- **Data shown**:
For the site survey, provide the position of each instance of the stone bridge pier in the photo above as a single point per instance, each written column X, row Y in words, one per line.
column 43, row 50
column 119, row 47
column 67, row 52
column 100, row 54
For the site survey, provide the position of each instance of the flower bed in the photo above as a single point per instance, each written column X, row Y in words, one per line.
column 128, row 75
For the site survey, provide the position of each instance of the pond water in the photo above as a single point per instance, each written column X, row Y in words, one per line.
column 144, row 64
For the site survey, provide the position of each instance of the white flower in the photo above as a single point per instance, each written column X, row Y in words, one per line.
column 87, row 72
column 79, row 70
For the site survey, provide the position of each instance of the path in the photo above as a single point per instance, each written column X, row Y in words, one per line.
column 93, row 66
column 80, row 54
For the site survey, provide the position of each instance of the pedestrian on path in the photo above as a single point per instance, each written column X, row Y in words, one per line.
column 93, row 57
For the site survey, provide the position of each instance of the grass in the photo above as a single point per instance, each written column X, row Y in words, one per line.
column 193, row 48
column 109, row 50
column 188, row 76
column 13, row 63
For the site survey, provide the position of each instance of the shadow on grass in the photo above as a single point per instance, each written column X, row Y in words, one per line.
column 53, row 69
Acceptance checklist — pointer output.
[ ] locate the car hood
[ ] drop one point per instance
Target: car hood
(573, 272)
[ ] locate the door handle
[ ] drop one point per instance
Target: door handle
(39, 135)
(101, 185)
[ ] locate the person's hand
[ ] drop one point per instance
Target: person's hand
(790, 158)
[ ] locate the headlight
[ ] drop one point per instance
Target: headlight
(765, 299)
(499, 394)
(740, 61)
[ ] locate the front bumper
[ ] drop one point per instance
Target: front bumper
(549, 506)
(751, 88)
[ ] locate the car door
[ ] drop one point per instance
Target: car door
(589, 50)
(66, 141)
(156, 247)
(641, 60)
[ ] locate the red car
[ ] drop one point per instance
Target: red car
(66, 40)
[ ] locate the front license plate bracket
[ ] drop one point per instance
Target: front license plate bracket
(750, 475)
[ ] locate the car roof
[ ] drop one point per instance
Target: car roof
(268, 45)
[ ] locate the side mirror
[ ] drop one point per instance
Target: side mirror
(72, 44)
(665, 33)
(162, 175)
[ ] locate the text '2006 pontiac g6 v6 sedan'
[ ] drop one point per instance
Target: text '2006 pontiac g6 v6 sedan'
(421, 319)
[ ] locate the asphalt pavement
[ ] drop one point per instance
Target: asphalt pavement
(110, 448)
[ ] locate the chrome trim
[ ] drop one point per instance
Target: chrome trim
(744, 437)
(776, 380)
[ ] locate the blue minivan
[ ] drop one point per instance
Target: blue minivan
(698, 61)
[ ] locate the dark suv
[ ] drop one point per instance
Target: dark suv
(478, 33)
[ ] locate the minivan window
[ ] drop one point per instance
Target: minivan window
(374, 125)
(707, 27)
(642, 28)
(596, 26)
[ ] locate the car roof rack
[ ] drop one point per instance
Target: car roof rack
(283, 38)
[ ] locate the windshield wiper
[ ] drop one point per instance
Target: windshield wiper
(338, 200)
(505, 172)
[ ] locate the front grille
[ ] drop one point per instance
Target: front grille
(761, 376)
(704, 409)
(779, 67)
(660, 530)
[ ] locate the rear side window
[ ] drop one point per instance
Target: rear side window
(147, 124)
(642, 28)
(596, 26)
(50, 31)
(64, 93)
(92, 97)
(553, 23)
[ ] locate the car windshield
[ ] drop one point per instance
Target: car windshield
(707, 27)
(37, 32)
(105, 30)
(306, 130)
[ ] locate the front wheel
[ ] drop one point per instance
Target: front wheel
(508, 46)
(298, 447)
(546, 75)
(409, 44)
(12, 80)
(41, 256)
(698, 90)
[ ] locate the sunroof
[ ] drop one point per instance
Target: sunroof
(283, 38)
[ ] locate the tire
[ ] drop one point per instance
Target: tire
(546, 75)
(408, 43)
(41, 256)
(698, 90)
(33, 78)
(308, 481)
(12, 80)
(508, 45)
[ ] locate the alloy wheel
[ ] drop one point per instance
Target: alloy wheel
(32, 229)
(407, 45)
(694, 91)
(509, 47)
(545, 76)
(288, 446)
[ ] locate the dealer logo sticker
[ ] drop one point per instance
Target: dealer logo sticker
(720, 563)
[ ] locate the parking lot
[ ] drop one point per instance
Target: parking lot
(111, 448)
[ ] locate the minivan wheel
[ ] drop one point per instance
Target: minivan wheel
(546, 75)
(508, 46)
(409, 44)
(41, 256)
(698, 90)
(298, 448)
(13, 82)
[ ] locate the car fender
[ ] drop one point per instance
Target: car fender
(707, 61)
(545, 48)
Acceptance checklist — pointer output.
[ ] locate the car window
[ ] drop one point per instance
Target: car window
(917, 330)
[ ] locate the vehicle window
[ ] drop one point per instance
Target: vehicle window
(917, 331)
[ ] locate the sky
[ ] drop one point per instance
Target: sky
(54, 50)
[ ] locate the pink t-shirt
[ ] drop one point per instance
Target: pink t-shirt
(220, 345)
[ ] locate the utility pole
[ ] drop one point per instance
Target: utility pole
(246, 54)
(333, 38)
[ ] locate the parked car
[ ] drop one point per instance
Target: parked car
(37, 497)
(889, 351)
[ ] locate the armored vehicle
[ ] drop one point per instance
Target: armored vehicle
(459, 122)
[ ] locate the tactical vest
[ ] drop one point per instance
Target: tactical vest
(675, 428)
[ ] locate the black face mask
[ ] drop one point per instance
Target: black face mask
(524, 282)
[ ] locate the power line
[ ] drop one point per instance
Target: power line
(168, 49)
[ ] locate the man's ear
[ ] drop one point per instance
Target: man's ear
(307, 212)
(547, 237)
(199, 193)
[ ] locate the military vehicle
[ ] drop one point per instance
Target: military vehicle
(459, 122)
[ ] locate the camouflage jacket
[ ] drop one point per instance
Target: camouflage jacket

- **Work instruction**:
An exact copy of all the records is the only acceptable answer.

- **Finished exercise**:
For the site survey, provide the position of each instance of the stone bridge pier in the photo above as a single point per instance, each written column X, row Y in words, one per line.
column 43, row 50
column 119, row 47
column 67, row 52
column 100, row 54
For the site survey, provide the position of each instance of the flower bed in the photo above as a single point per instance, each written column X, row Y in words, one per line.
column 128, row 75
For the site survey, provide the position of each instance of the pond water in the photo above as a single point per instance, each written column X, row Y in words, one per line.
column 144, row 64
For the site survey, provide the position of each instance of the white flower in the photo above as a single point per instance, each written column X, row Y in words, one per line.
column 87, row 72
column 79, row 70
For the site survey, provide the position of each instance of the path in the photo above as a single point per instance, each written column X, row Y in words, one per line.
column 93, row 66
column 80, row 54
For the site survey, provide the position of each instance of the pedestrian on path in the photo above as a single point per instance, each written column X, row Y in words, one per line.
column 93, row 57
For the site survey, provide the position of each instance of the grass in the photo above as a single point per instance, each written column X, row Y in words, one per line.
column 193, row 48
column 109, row 50
column 188, row 76
column 13, row 63
For the site survey, provide the position of each instance of the shadow on grass in the photo above as a single point per instance, each written column X, row Y in words, one per line.
column 53, row 69
Acceptance checklist — pointer output.
[ ] locate the car hood
[ ] drop one point per instance
Target: car hood
(573, 272)
[ ] locate the door handle
[ ] drop one point per instance
Target: door handle
(39, 135)
(101, 185)
[ ] locate the person's hand
[ ] drop one point per instance
Target: person's hand
(790, 158)
[ ] locate the headlight
[ ] drop one point per instance
Target: headlight
(765, 299)
(499, 394)
(740, 61)
[ ] locate the front bumper
[ ] drop one point per instance
Target: front bumper
(549, 506)
(751, 88)
[ ] locate the car door
[ ] drop one point per instance
Target: car door
(589, 50)
(66, 141)
(156, 247)
(641, 60)
[ ] locate the red car
[ ] drop one point per instance
Target: red car
(66, 40)
[ ] locate the front license plate bracket
[ ] drop one point per instance
Target: front license plate bracket
(750, 475)
[ ] locate the car roof
[ ] drop one point per instance
Target: car roof
(268, 45)
[ ] locate the side mirror
[ ] drop one point per instance
Target: side mirror
(72, 44)
(665, 33)
(162, 175)
[ ] locate the text '2006 pontiac g6 v6 sedan'
[ ] drop one point per instance
Target: text '2006 pontiac g6 v6 sedan'
(421, 319)
[ ] locate the asphalt pavement
[ ] drop one point per instance
Target: asphalt pavement
(110, 448)
[ ] locate the chrome trim
[ ] drop one point per instance
Target: chrome trim
(744, 437)
(776, 380)
[ ] locate the blue minivan
[ ] drop one point per instance
Target: blue minivan
(698, 61)
[ ] locate the dark suv
[ ] drop one point per instance
Target: dark suv
(478, 33)
[ ] locate the minivan window
[ ] drop one point per instance
Target: minivan window
(374, 125)
(707, 27)
(642, 28)
(596, 26)
[ ] locate the car roof rack
[ ] drop one point per instance
Target: car roof rack
(283, 38)
[ ] locate the windshield wiper
[ ] drop one point per instance
Target: windshield wiper
(338, 200)
(505, 172)
[ ] locate the front grille
[ ] drop one point per instance
Target: front grille
(761, 376)
(704, 409)
(779, 67)
(660, 530)
[ ] locate the rear side window
[ ] drop one point per instance
Target: rear side window
(147, 124)
(642, 28)
(596, 26)
(50, 31)
(64, 93)
(92, 97)
(553, 23)
[ ] locate the car windshield
[ ] drop one point per instance
Target: car windshield
(707, 27)
(37, 32)
(105, 30)
(306, 130)
[ ] locate the front wheel
[ ] drop one point per instance
Target: front wheel
(508, 46)
(298, 447)
(546, 75)
(409, 44)
(12, 80)
(41, 256)
(698, 90)
[ ] locate the sunroof
[ ] drop one point per instance
Target: sunroof
(283, 38)
[ ] locate the tire
[ ] drop one point per instance
Target: tire
(546, 75)
(408, 43)
(41, 256)
(698, 90)
(33, 78)
(308, 481)
(12, 80)
(508, 45)
[ ] locate the alloy wheel
[ ] drop one point per instance
Target: alloy wheel
(32, 229)
(407, 45)
(694, 91)
(509, 47)
(545, 76)
(288, 446)
[ ] locate the dealer logo sticker
[ ] drop one point per instance
Target: dealer logo sticker
(720, 563)
[ ] locate the parking lot
[ ] drop one point per instance
Target: parking lot
(111, 448)
[ ] locate the minivan wheel
[ ] drop one point per instance
Target: minivan wheel
(546, 75)
(508, 46)
(409, 44)
(41, 256)
(698, 90)
(298, 448)
(13, 82)
[ ] locate the car fender
[ ] drop one point per instance
Target: car fender
(707, 61)
(545, 48)
Acceptance checklist — pointer output.
[ ] locate the car window
[ ] drop one point per instance
Target: car window
(917, 330)
[ ] locate the vehicle window
[ ] drop one point per instance
Target: vehicle window
(917, 331)
[ ] locate the sky
[ ] drop one point per instance
Target: sky
(54, 50)
[ ] locate the pink t-shirt
[ ] drop one point per instance
Target: pink t-shirt
(220, 345)
[ ] locate the utility pole
[ ] drop one point per instance
Target: utility pole
(246, 54)
(333, 38)
[ ] locate the parked car
[ ] drop one point per instance
Target: parked car
(37, 497)
(889, 351)
[ ] locate the armored vehicle
[ ] drop one point per instance
Target: armored vehicle
(459, 122)
[ ] locate the tactical vest
[ ] drop one point per instance
Target: tactical vest
(675, 428)
[ ] locate the black face mask
[ ] drop one point per instance
Target: black face mask
(524, 282)
[ ] locate the power line
[ ] drop one point per instance
Target: power line
(168, 49)
[ ] locate the man's ear
[ ] drop one point per instance
Target: man's ear
(307, 212)
(547, 237)
(199, 193)
[ ] locate the military vehicle
[ ] drop one point per instance
Target: military vehicle
(459, 122)
[ ] locate the camouflage jacket
[ ] drop one point per instance
Target: camouflage jacket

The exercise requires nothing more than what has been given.